**À faire**
1/ Répondez à ces questions d'après le texte sur la culture à Clermont Université :
(a) En quelle année Clermont Université a-t-il été créé ?
(b) Quelle part des contrats doctoraux n'est pas renouvelée à l'université Blaise Pascal ?
(c) De combien le budget du SUC est-il réduit en 2014 ?
2/ Prolongez le texte sur la culture à Clermont Université à partir de sa dernière phrase.

**Texte de lecture**
··········

Engagements et désengagements

Clermont Université, établissement public de coopération scientifique créé en 2008, s’est engagé à porter « une politique culturelle authentiquement universitaire, mise en œuvre par des personnels compétents dans les secteurs culturels et artistiques, disposant des moyens humains, techniques et logistiques indispensables » (conseil d’administration, juin 2012). La convention Université, lieu de culture signée à son tour en juillet 2013 par la Ministre de la Culture et de la Communication, la Ministre de l’Enseignement Supérieur et de la Recherche et le Président de la Conférence des Présidents d’Université entend donner un nouvel élan aux politiques culturelles, favoriser les pratiques culturelles et artistiques des étudiants de toute la communauté universitaire, renforcer la rencontre entre l’université et la création artistique et dynamiser les liens avec la Cité. Définie en partenariat avec le réseau national Art + Université + Culture, et avec une contribution notable du SUC, cette politique culturelle est, déjà, en passe d’être enterrée.

L’université est aujourd’hui confrontée à des difficultés financières sans précédent, justifiées par un désengagement financier inacceptable de l’Etat, après l’adoption de la loi relative aux libertés et responsabilités des universités (loi LRU) et à l’autonomisation de son fonctionnement. Par des répercussions prévisibles qui atteignent de nombreuses universités en France, des réductions budgétaires sont appliquées brutalement aux composantes, aux étudiants, aux personnels et aux services, et remettent très dangereusement en cause les missions de service public. À l’université Blaise Pascal de Clermont-Ferrand, la suppression actuelle de plus de 50 postes de contractuels administratifs et techniques, de postes d’enseignants-chercheurs, le non-renouvellement de 30% des contrats doctoraux, la réduction de respectivement 15% et 20% des dotations de fonctionnement des composantes et des laboratoires, la diminution de près de 10% du nombre d’heures d’enseignement proposées aux étudiants et le gel du plan pluriannuel de renouvellement du matériel pédagogique sont insupportables.

À Clermont Université, la culture paie un tribut encore plus lourd à cette politique d’austérité qui ne peut plus taire son nom. Déjà amputé de 30% entre 2010 et 2013, le budget du SUC subit une nouvelle réduction de 30% en 2014. L’équipe actuelle est amputée d’un poste technique, indispensable à son fonctionnement. Des artistes intervenant dans les ateliers et stage ne peuvent plus être rémunérés. La direction du SUC n’a d’autre choix que celui de présenter sa démission collective pour dénoncer cette situation insoutenable. Aujourd’hui, l’accueil des étudiants au sein des ateliers à la prochaine rentrée paraît impossible, menaçant directement la validation des pratiques artistiques obligatoires dans certains cursus (Département des Métiers de la Culture) ; des partenariats privilégiés noués et entretenus depuis de nombreuses années avec les acteurs de la culture dans la Cité et en région ne pourront plus être honorés ; certains projets artistiques et culturels universitaires locaux, nationaux et internationaux devront être abandonnés.

··········

**Section des données**
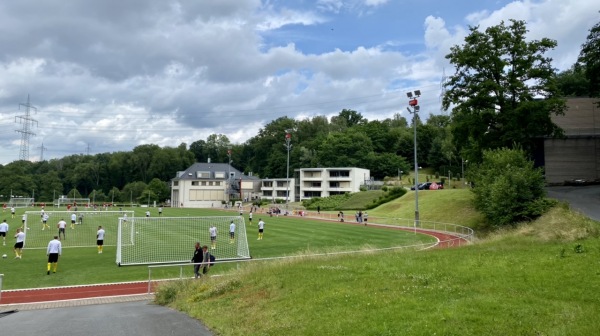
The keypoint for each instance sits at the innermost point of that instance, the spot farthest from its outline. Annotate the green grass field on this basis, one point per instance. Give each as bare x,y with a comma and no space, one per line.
283,236
539,278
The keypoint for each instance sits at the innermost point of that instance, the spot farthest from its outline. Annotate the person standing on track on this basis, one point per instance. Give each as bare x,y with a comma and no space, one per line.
62,225
231,232
213,237
197,258
261,228
100,239
53,251
3,231
20,236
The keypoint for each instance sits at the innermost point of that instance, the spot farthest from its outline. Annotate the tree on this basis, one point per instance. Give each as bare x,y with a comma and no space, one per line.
508,188
503,90
589,60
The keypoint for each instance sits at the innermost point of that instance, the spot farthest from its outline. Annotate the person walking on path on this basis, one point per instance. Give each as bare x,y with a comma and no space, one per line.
213,237
100,239
261,228
231,232
53,251
197,259
62,225
18,248
3,231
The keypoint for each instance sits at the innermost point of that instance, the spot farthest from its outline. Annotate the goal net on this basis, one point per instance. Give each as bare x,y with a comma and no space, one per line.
64,201
20,202
156,240
83,233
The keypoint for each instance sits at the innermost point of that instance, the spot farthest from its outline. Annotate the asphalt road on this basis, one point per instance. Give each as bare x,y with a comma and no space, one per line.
115,319
585,199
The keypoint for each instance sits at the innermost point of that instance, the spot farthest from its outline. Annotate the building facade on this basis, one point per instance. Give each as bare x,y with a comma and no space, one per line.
206,185
577,156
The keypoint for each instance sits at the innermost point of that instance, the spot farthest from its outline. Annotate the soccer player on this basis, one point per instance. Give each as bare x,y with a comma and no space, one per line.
100,238
3,231
53,251
231,232
19,244
261,227
213,237
62,225
197,258
45,222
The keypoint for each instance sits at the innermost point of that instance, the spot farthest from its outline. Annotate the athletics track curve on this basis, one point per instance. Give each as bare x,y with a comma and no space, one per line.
20,296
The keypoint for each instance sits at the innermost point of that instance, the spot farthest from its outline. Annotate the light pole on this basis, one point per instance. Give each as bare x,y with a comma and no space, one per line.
412,96
228,173
462,177
288,146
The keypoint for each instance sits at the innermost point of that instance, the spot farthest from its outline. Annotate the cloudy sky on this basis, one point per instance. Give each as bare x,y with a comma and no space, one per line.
109,75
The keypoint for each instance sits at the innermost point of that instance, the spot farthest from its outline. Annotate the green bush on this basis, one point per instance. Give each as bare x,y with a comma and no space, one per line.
508,189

··········

**Corrigé de l'exercice**
1/
(a) En 2008.
(b) 30 %.
(c) De 30 %.

2/
À un moment où les pratiques culturelles et artistiques se développent au sein du réseau Clermont Université (43 ateliers ouverts aux étudiants et au public, 12 stages encadrés par des professionnels à la réputation incontestée, plus de 50 événements/représentations sur la seule année universitaire écoulée), cette réduction des moyens matériels et humains promet un coup d’arrêt violent aux ambitions et aux actions culturelles des universités clermontoises.

Un projet de société

Comment imaginer que l’université puisse se priver sciemment des forces et de l’énergie créatrices portées par son service culturel ? Les acteurs de la culture à l’université se refusent aujourd’hui à renoncer au rêve de la médiation artistique et culturelle imaginée par le Front populaire, portée en particulier par Jean Zay. Ils se refusent à dissoudre les liens tissés entre enseignement supérieur, recherche fondamentale et pratiques artistiques depuis les années 1960 – et qui donnèrent corps au projet d’éducation populaire, de démocratisation et d’accès à une culture de qualité pour tous imaginé par Laurent, Vilar, Malraux ou Nordey. Ils se refusent à renoncer au projet culturel élaboré par Jack Lang dans les années 1980 et que les nouveaux animateurs universitaires de la culture ont su porter à Clermont-Ferrand et ailleurs depuis. Cet élan historique en faveur de la culture universitaire doit-il être coupé au nom d’une austérité financière ? Comment accepter que la culture universitaire soit à ce point sacrifiée au cœur d’une université clermontoise précurseuse, l’année même où s’est tenue la première Journée nationale des arts et de la culture dans l’enseignement supérieur, le 10 avril dernier ?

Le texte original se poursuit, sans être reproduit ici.